- **PROBLEM TO WORK ON**
Exact reproductions of all the entries, please, and no pictures.

Start of PROVIDED ENTRIES

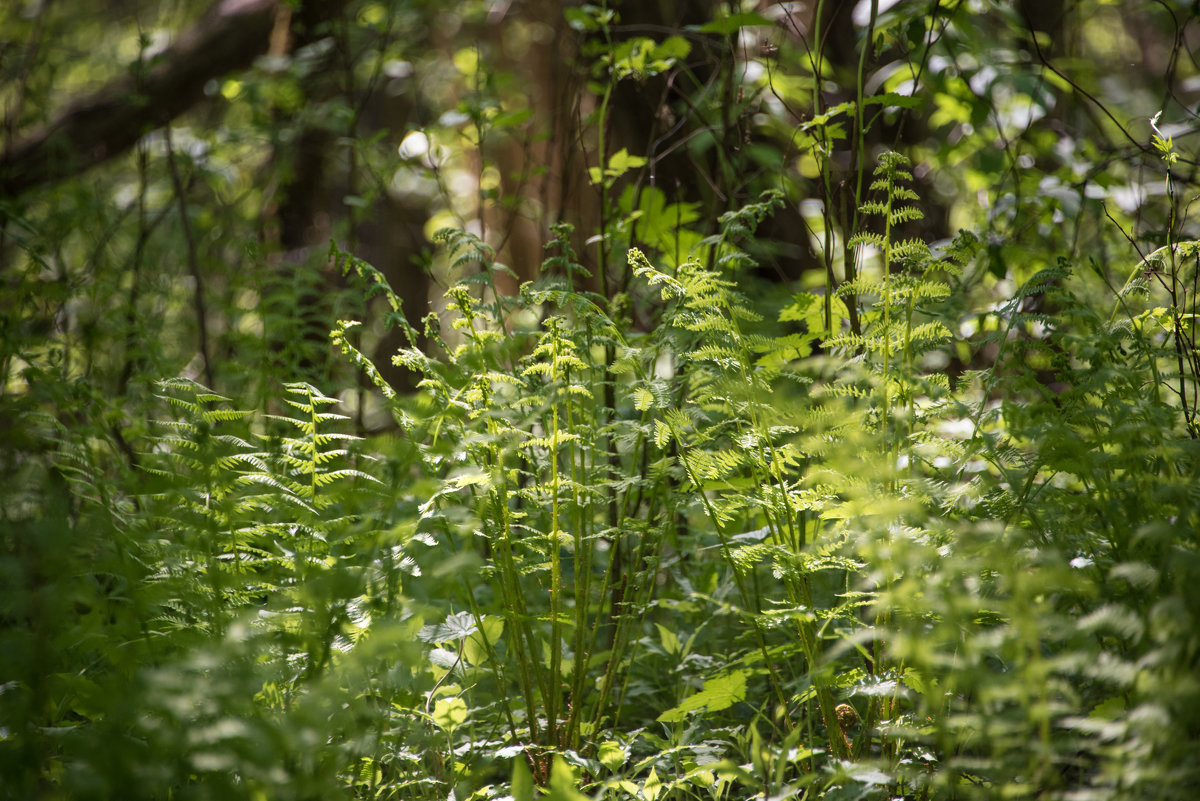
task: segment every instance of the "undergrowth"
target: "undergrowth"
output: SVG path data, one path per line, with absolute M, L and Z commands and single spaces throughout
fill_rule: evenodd
M 423 635 L 427 707 L 478 760 L 460 787 L 496 756 L 514 787 L 645 798 L 1155 797 L 1191 775 L 1152 744 L 1193 725 L 1190 612 L 1161 604 L 1196 564 L 1194 440 L 1144 389 L 1173 340 L 1128 305 L 1103 319 L 1064 262 L 997 311 L 991 368 L 923 369 L 977 240 L 897 240 L 909 178 L 881 161 L 862 211 L 883 230 L 851 241 L 880 256 L 840 290 L 861 334 L 801 295 L 775 335 L 704 266 L 750 262 L 730 232 L 768 195 L 669 272 L 629 251 L 645 330 L 573 288 L 560 238 L 516 298 L 486 272 L 451 287 L 436 351 L 397 356 L 437 479 L 417 528 L 465 571 Z
M 794 132 L 826 272 L 781 302 L 750 288 L 794 187 L 714 185 L 704 220 L 606 145 L 621 82 L 690 69 L 690 41 L 568 19 L 604 40 L 595 259 L 559 223 L 521 283 L 495 237 L 444 229 L 447 288 L 413 322 L 331 246 L 367 320 L 331 340 L 389 433 L 335 411 L 361 387 L 239 409 L 188 378 L 125 425 L 31 337 L 6 354 L 0 795 L 1187 797 L 1200 244 L 1158 118 L 1161 245 L 1123 282 L 1041 254 L 979 302 L 994 232 L 916 235 L 898 153 L 862 188 L 866 107 L 915 103 L 864 96 L 864 54 L 856 99 L 821 111 L 814 86 Z M 471 110 L 482 153 L 502 117 Z M 323 364 L 302 322 L 301 350 L 256 351 L 272 375 Z M 392 365 L 372 325 L 398 329 Z
M 567 227 L 513 296 L 440 235 L 478 272 L 423 332 L 393 315 L 415 395 L 332 333 L 403 432 L 374 456 L 309 384 L 261 414 L 175 379 L 116 495 L 42 420 L 74 500 L 9 580 L 78 615 L 6 607 L 9 795 L 1186 793 L 1196 384 L 1148 279 L 1194 243 L 1107 311 L 1067 261 L 1035 274 L 951 379 L 925 365 L 977 240 L 897 239 L 908 179 L 882 159 L 851 241 L 861 333 L 739 293 L 767 193 L 669 269 L 629 249 L 619 302 Z M 94 566 L 55 576 L 65 542 Z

End of PROVIDED ENTRIES

- **RESPONSE AREA**
task: segment every instance of the "undergrowth"
target: "undergrowth"
output: SVG path data, one path per line, with absolute M, L and Z commands and single spaces throughout
fill_rule: evenodd
M 423 635 L 427 707 L 478 760 L 460 787 L 496 756 L 514 787 L 645 798 L 1155 797 L 1191 775 L 1152 744 L 1193 725 L 1190 612 L 1161 604 L 1196 564 L 1194 440 L 1144 389 L 1173 340 L 1128 305 L 1103 319 L 1064 262 L 997 311 L 991 368 L 923 369 L 977 240 L 897 240 L 909 178 L 881 161 L 862 211 L 883 230 L 851 241 L 880 256 L 840 290 L 861 334 L 801 295 L 775 335 L 704 266 L 750 262 L 730 232 L 768 195 L 669 272 L 629 251 L 645 330 L 573 288 L 560 238 L 516 298 L 486 272 L 451 287 L 436 351 L 397 356 L 437 479 L 417 528 L 465 571 Z
M 794 132 L 826 272 L 781 302 L 750 288 L 794 187 L 714 185 L 704 220 L 606 145 L 621 82 L 690 69 L 690 41 L 568 19 L 604 40 L 595 259 L 559 223 L 521 283 L 495 237 L 444 229 L 447 288 L 413 322 L 331 246 L 367 320 L 331 340 L 389 433 L 335 411 L 361 387 L 239 409 L 188 378 L 125 425 L 31 337 L 6 354 L 0 795 L 1187 797 L 1200 244 L 1158 118 L 1161 245 L 1123 282 L 1041 254 L 979 302 L 994 232 L 916 235 L 898 153 L 862 188 L 866 107 L 915 103 L 864 96 L 864 54 L 856 99 L 821 111 L 814 86 Z M 471 110 L 482 153 L 502 117 Z M 323 364 L 302 322 L 301 350 L 256 351 L 272 375 Z M 392 365 L 372 325 L 398 329 Z
M 567 227 L 513 296 L 440 235 L 478 272 L 423 332 L 393 315 L 415 395 L 332 333 L 403 432 L 374 456 L 309 384 L 261 414 L 175 379 L 116 495 L 42 420 L 74 500 L 9 580 L 78 615 L 6 607 L 9 795 L 1186 793 L 1196 384 L 1148 279 L 1194 243 L 1107 311 L 1067 261 L 1035 274 L 951 379 L 925 365 L 977 240 L 897 239 L 908 179 L 882 159 L 851 241 L 861 333 L 739 293 L 767 193 L 669 269 L 629 249 L 619 302 Z M 94 566 L 55 576 L 65 542 Z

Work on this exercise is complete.